### Work request
Please give every line below again exactly, but not its pictures.

### Records supplied
---*---

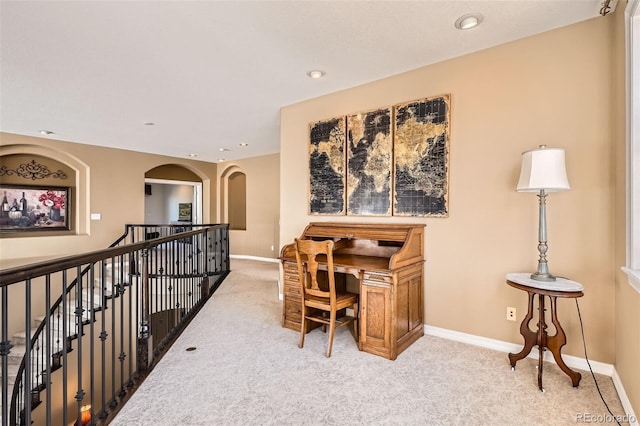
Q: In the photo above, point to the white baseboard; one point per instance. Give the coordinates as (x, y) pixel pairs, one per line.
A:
(624, 399)
(246, 256)
(571, 361)
(498, 345)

---*---

### Answer to this exercise
Q: In the photo above, point to the white baseboard; one point per instance. Give the coordinates as (x, y) pixel pairs, one per line.
A:
(624, 399)
(246, 256)
(571, 361)
(498, 345)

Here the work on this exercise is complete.